▶ [PERSYARATAN 1]: Dalam usia berapa K.H. Hasyim Muzadi wafat menurut artikel tentang beliau?
▶ [PERSYARATAN 2]: Silakan ganti "putaran" dengan "babak" pada bagian artikel tentang K.H. Hasyim Muzadi yang dimulai dari kata-kata "Sempat meraih 26.2%" dan berhenti setelah kata-kata "tentang pesantrennya, Al-Hikam.".

▶ [DOKUMEN]:
──────────────────────────────

Menu Tutup

Gus Dur, Piagam Madinah, dan Al-Hikam bagi K.H. Hasyim Muzadi

DatDut.Com – Sempat sehat setelah dirawat di rumah sakit pada Januari lalu, K.H. Hasyim Muzadi akhirnya wafat di kediamannya setelah menjalani perawatan Rumah Sakit Lavalette Kota Malang, Jawa Timur. Tokoh yang terkenal nasionalis dan pluralis itu meninggal dalam usia 72 tahun (lahir 8/8/1944).

Berbagai kesan dan kenangan banyak dimiliki oleh para santri maupun pengagumnya. Demikian pula rekam jejaknya yang selalu mengembangkan pemahaman Islam yang moderat dan ramah.

Ulama yang juga menjabat sebagai Dewan Pertimbangan Presiden (Wantimpres) tercatat pernah menjabat sebagai Ketua Umum Tanfidziyah PBNU periode 1999-2010. Juga pernah berpasangan dengan Megawati Soekarno Putri sebagai calon wakil presiden pada pilpres 2004.

Sempat meraih 26.2% suara di putaran pertama, keduanya terkalahkan oleh pasangan Susilo Bambang Yudhoyono dan Jusuf Kalla di putaran kedua.

Terkait sosok K. Hasyim Muzadi berikut ini 5 fakta seputar beliau. Dari pernyataan hingga tentang pesantrennya, Al-Hikam.

──────────────────────────────

Entri anotasi koordinat
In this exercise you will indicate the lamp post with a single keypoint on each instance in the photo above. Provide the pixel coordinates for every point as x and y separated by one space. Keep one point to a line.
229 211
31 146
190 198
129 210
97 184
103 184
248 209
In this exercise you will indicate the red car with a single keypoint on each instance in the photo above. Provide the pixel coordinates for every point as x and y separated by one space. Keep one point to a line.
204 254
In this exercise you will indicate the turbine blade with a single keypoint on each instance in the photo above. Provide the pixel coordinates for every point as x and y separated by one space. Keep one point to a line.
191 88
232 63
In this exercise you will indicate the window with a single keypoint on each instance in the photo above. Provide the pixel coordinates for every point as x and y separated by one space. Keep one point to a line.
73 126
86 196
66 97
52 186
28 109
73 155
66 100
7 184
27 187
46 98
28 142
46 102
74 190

──────────────────────────────

▶ [PENYELESAIAN TUGAS 1]: 72 tahun.

▶ [PENYELESAIAN TUGAS 2]:
Sempat meraih 26.2% suara di babak pertama, keduanya terkalahkan oleh pasangan Susilo Bambang Yudhoyono dan Jusuf Kalla di babak kedua.

Terkait sosok K. Hasyim Muzadi berikut ini 5 fakta seputar beliau. Dari pernyataan hingga tentang pesantrennya, Al-Hikam.